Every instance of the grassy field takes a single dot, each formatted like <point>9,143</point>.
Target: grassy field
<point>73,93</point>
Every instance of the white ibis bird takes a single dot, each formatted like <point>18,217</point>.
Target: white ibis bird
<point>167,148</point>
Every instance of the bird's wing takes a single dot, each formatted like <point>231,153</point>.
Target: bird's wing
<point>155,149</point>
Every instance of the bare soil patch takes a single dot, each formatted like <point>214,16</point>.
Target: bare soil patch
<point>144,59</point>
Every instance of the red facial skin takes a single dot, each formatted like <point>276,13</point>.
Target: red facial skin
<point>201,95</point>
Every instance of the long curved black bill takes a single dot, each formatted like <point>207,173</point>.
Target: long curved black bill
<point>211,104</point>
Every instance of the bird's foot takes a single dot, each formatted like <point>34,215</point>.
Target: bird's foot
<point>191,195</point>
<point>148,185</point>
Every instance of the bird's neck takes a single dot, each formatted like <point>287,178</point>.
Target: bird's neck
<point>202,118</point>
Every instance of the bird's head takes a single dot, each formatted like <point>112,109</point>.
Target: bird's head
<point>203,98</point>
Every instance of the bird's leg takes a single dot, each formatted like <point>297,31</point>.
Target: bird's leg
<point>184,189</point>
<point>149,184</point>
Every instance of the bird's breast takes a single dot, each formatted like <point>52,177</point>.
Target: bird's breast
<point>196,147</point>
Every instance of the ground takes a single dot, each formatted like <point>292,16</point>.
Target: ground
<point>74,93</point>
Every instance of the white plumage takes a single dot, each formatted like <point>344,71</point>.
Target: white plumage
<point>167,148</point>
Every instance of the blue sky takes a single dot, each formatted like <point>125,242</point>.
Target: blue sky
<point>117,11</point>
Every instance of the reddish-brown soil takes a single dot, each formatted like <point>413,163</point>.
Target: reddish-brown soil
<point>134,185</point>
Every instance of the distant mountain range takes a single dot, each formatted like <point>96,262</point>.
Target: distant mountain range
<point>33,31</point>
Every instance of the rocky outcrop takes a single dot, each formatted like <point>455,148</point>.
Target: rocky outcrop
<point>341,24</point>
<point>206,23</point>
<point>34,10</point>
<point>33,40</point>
• • • • •
WORK INSTRUCTIONS: Produce verbatim the lines starting at the one with "Target: bird's head" and ending at the last line of the material, both ends included. Add no other line.

ANSWER SECTION:
Target: bird's head
<point>203,98</point>
Every instance of the bird's leg takes a single dot, each formatted like <point>297,31</point>.
Target: bird's leg
<point>184,189</point>
<point>149,184</point>
Every instance of the bird's breast takes a single dot, each formatted like <point>52,177</point>.
Target: bird's breast
<point>196,147</point>
Every instance of the ground takes a single dot, each formatted like <point>292,16</point>.
Target: ground
<point>74,93</point>
Every instance of the white plumage takes a single dot, each formatted like <point>344,71</point>.
Target: white plumage
<point>167,148</point>
Every instance of the blue sky takes a single dot, each formatted like <point>125,242</point>.
Target: blue sky
<point>117,11</point>
Every instance of the reddish-brown soil takes a single dot, each formatted like <point>413,163</point>.
Target: reddish-brown soil
<point>134,185</point>
Every instance of the distant mountain range takes a single dot, each formatted like <point>96,262</point>.
Target: distant mountain range
<point>33,31</point>
Every instance of the rocky outcrop takes a single dot, each formatted like <point>455,148</point>.
Target: rocky outcrop
<point>341,24</point>
<point>206,23</point>
<point>34,10</point>
<point>33,40</point>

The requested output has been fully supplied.